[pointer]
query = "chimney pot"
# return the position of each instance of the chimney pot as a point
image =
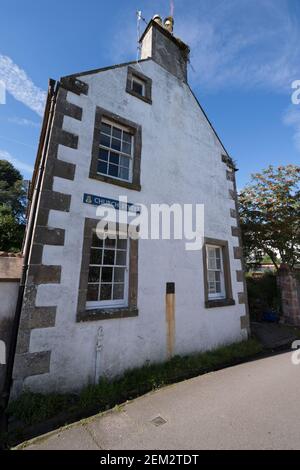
(157, 19)
(169, 24)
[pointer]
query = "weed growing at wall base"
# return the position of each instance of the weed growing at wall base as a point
(31, 408)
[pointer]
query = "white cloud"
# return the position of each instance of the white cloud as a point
(23, 167)
(23, 122)
(292, 118)
(245, 43)
(20, 86)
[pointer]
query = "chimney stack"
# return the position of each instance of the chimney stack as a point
(169, 24)
(157, 19)
(159, 43)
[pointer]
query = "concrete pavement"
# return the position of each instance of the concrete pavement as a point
(250, 406)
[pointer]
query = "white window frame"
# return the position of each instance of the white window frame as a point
(140, 82)
(222, 294)
(120, 153)
(120, 303)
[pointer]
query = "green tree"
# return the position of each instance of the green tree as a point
(12, 207)
(270, 216)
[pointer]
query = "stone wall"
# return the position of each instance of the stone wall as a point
(289, 284)
(10, 271)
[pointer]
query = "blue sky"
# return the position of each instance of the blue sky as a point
(245, 56)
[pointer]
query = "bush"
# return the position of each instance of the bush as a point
(263, 294)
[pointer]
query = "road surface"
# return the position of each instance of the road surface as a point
(251, 406)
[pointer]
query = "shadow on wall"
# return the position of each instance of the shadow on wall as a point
(263, 296)
(5, 335)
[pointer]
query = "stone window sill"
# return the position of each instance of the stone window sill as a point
(107, 314)
(219, 303)
(141, 97)
(123, 184)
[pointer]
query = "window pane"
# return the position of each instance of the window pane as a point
(109, 257)
(126, 148)
(106, 275)
(102, 167)
(127, 137)
(96, 240)
(119, 274)
(105, 140)
(122, 244)
(103, 155)
(106, 128)
(118, 291)
(92, 294)
(212, 288)
(117, 133)
(114, 158)
(125, 161)
(137, 87)
(96, 256)
(105, 292)
(94, 274)
(110, 243)
(113, 170)
(116, 144)
(121, 258)
(124, 173)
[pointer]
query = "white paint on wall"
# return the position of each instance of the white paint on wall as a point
(181, 163)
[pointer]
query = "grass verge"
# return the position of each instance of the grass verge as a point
(32, 408)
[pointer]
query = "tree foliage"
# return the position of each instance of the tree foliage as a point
(270, 216)
(12, 207)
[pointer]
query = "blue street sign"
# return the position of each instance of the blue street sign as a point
(100, 201)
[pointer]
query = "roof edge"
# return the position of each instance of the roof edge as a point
(103, 69)
(209, 122)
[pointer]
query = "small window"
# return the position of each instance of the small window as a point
(215, 273)
(139, 85)
(108, 272)
(217, 277)
(115, 151)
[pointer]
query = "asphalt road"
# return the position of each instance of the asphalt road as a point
(250, 406)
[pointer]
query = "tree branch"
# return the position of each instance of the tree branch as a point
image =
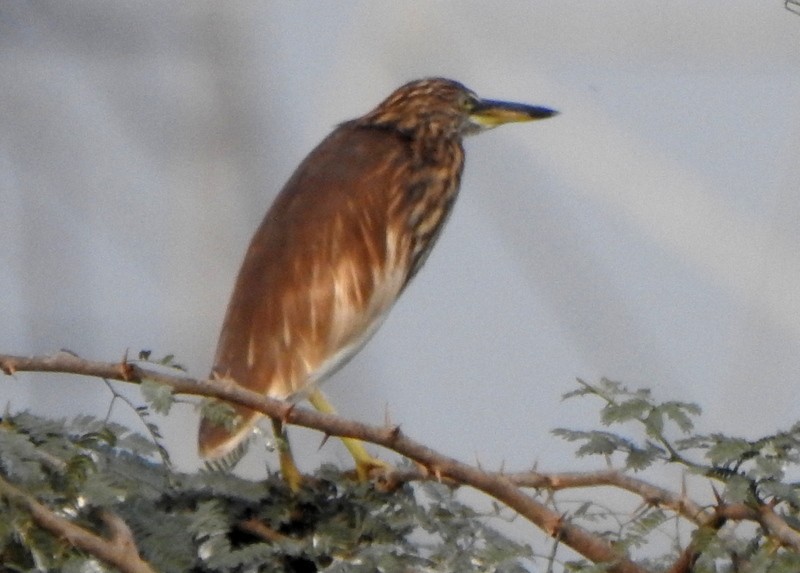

◇ ◇ ◇ ◇ ◇

*What needs to be done*. List each line in the material above that contains the word "pavement".

*In response*.
query = "concrete pavement"
# return the position of each instance of the concrete pavement as a point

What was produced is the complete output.